* YOUR GOAL *
Your task is to repeat, word for word, the line containing "one marker per instance, written like [508,199]" and all lines that follow it to the end of the material, and no other lines.

==*==

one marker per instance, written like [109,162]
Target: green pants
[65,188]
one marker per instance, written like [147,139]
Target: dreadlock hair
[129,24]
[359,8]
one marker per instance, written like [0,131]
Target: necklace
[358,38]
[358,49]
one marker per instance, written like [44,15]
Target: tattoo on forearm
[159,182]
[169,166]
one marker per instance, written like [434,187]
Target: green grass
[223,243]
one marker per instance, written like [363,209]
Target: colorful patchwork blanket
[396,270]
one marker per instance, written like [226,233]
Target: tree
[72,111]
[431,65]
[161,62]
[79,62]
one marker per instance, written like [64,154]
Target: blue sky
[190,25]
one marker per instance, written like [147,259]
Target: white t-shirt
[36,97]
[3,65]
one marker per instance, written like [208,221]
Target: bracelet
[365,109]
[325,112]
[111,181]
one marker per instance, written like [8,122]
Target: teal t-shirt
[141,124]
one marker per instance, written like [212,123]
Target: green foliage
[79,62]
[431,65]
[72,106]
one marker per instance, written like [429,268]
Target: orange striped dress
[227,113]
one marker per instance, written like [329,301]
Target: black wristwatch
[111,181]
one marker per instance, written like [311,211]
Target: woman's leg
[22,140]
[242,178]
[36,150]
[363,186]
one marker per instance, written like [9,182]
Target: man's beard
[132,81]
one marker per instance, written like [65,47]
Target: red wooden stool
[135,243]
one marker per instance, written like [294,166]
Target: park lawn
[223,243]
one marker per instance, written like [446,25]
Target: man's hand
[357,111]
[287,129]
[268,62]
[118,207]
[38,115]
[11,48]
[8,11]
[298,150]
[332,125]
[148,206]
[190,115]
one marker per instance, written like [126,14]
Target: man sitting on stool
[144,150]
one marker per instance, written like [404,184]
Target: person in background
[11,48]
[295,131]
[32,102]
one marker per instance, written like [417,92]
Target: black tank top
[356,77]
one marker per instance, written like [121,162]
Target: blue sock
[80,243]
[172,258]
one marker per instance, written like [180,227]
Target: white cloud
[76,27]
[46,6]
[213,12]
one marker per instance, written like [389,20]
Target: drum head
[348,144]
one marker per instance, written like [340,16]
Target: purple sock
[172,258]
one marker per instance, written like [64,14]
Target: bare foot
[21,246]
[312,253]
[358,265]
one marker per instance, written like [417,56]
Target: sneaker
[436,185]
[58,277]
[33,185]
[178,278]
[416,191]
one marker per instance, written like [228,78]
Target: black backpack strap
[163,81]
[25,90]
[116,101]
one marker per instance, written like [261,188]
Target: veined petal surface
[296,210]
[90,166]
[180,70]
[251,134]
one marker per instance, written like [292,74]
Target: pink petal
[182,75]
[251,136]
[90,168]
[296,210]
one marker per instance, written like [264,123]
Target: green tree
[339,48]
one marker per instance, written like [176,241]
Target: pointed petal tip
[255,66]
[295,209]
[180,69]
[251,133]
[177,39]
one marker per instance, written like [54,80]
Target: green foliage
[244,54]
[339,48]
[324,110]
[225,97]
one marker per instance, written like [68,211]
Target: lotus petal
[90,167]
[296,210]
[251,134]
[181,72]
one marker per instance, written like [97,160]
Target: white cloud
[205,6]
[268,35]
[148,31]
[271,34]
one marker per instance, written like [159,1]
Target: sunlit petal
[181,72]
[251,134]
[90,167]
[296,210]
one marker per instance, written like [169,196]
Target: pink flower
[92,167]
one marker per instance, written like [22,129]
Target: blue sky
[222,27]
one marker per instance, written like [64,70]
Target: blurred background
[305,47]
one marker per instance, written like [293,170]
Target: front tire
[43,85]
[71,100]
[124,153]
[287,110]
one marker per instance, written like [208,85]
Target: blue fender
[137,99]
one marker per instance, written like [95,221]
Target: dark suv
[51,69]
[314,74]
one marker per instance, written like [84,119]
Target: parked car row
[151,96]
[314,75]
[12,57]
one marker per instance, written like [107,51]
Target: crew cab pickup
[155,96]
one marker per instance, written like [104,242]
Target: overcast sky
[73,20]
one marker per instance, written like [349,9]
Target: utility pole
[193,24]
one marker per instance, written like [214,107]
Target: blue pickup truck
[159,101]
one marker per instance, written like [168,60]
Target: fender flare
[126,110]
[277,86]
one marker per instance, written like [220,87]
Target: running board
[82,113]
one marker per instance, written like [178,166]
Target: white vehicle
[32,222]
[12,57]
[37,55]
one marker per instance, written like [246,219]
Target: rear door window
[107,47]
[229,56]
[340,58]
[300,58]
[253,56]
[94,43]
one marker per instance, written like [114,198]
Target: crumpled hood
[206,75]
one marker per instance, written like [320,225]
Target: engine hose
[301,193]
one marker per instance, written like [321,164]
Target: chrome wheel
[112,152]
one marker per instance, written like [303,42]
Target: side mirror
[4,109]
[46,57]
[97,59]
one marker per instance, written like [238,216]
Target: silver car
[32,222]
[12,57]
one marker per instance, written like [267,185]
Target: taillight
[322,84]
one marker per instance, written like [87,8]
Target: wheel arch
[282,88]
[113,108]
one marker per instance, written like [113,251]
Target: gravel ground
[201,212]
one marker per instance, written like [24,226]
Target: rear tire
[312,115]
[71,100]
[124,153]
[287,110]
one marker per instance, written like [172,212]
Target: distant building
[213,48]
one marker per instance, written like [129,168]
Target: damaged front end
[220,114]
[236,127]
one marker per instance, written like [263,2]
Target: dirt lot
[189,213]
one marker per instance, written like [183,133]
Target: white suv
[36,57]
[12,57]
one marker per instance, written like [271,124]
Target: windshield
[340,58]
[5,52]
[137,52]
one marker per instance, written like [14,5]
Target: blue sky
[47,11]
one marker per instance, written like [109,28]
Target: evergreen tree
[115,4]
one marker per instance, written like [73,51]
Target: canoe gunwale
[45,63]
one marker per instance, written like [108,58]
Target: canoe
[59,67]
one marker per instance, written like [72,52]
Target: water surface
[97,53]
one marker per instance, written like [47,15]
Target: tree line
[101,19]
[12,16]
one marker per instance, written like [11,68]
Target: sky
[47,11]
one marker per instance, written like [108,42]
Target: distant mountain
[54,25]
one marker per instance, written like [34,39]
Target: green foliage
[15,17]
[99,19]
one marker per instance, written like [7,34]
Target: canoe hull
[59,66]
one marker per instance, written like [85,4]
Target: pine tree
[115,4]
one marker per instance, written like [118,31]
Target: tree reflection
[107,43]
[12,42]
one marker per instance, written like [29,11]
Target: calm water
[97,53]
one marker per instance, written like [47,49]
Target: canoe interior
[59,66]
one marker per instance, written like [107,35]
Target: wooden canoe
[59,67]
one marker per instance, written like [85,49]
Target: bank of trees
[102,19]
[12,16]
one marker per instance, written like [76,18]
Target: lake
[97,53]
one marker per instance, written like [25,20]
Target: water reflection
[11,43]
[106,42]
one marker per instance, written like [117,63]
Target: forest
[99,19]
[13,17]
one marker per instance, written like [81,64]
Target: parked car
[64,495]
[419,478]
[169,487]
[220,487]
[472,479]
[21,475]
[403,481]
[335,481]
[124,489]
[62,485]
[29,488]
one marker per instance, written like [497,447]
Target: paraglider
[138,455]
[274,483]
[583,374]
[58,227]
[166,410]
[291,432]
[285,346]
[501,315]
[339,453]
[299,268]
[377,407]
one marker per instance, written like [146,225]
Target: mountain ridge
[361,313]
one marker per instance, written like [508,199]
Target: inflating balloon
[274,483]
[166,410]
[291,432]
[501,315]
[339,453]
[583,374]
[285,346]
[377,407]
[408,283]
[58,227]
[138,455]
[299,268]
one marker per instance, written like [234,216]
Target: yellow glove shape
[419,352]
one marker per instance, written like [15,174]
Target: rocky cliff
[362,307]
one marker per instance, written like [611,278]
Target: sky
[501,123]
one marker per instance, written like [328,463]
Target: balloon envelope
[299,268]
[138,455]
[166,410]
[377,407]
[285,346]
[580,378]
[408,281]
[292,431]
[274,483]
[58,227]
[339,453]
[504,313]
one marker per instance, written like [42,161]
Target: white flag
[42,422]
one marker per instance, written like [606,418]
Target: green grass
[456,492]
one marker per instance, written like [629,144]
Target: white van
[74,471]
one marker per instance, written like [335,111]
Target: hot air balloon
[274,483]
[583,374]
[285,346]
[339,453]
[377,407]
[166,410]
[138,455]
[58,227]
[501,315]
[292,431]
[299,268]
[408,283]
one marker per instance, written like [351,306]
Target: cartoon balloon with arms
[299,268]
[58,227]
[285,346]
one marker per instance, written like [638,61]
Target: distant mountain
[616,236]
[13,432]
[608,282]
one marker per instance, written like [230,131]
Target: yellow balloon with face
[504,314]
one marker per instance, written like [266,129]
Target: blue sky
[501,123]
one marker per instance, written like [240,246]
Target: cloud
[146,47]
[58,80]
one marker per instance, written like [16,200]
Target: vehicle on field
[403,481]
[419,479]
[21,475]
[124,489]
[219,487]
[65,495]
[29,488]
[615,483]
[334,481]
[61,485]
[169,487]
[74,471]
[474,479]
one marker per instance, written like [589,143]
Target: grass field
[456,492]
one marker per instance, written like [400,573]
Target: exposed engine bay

==*==

* SOLUTION FOR THIS TASK *
one marker per instance, written like [508,199]
Target: inflating balloon
[274,483]
[166,410]
[291,432]
[501,315]
[339,453]
[583,374]
[285,346]
[377,407]
[408,283]
[58,227]
[138,455]
[299,268]
one marker per instance, written like [234,216]
Target: yellow glove shape
[419,352]
one marker per instance, written like [15,174]
Target: rocky cliff
[362,307]
one marker per instance, written like [611,278]
Target: sky
[501,123]
one marker per instance, written like [328,463]
Target: balloon envelope
[299,268]
[138,455]
[166,410]
[377,407]
[285,346]
[580,378]
[408,281]
[292,431]
[274,483]
[58,227]
[339,453]
[504,313]
one marker per instance, written like [42,161]
Target: white flag
[42,422]
one marker per instance, written like [606,418]
Target: green grass
[456,492]
one marker per instance, written like [629,144]
Target: white van
[74,471]
one marker per instance, written like [335,111]
Target: hot air balloon
[274,483]
[583,374]
[285,346]
[339,453]
[377,407]
[166,410]
[138,455]
[58,227]
[501,315]
[292,431]
[299,268]
[408,283]
one marker per instance, written like [351,306]
Target: cartoon balloon with arms
[299,268]
[58,227]
[285,346]
one marker per instance, written like [638,61]
Target: distant mountain
[616,236]
[13,432]
[608,282]
one marker per instance, written like [230,131]
Target: yellow balloon with face
[504,314]
one marker per instance, written like [266,129]
Target: blue sky
[501,123]
one marker per instance, written like [240,246]
Target: cloud
[146,47]
[58,80]
one marker per instance, written like [16,200]
Target: vehicle on field
[403,481]
[419,479]
[21,475]
[124,489]
[219,487]
[65,495]
[29,488]
[615,483]
[334,481]
[61,485]
[169,487]
[74,471]
[474,479]
one marker per instance, written like [589,143]
Target: grass field
[456,492]
one marker per instance, written like [400,573]
Target: exposed engine bay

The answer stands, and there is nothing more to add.